WRITTEN REQUEST
Write out every line of the data below that contains the word "bracelet".

GIVEN DATA
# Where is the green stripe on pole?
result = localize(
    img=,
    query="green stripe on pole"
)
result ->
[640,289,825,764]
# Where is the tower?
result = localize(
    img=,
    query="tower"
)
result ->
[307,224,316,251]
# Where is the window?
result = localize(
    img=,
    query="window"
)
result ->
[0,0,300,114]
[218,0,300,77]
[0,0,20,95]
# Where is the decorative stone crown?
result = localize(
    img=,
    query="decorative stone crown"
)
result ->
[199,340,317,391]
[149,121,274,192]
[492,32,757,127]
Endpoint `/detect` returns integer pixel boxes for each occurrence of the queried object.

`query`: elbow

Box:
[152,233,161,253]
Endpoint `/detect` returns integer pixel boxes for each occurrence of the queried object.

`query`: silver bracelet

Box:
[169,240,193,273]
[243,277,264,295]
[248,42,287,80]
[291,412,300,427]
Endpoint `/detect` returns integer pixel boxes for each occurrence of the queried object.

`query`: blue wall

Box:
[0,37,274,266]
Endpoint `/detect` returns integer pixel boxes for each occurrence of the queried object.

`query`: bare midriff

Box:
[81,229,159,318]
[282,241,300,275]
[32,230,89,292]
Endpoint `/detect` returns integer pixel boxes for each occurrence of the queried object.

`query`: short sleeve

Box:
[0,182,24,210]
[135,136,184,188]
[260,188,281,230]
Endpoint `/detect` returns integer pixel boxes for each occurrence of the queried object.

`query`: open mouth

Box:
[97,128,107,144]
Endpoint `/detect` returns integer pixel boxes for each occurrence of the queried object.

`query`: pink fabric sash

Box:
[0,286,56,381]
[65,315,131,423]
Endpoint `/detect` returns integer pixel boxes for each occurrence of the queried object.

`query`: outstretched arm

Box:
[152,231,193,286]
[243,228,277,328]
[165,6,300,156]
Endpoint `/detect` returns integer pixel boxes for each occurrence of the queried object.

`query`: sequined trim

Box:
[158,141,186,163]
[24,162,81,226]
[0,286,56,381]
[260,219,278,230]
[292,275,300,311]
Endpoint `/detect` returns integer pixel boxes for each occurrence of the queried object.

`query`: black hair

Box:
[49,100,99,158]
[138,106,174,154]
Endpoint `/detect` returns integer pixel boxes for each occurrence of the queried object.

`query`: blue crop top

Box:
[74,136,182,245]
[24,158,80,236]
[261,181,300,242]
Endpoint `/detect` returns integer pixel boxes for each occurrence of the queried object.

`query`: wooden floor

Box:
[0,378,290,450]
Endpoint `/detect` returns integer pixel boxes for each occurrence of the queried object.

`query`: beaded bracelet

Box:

TASK OUTPUT
`query`: silver bracelet
`query`: beaded bracelet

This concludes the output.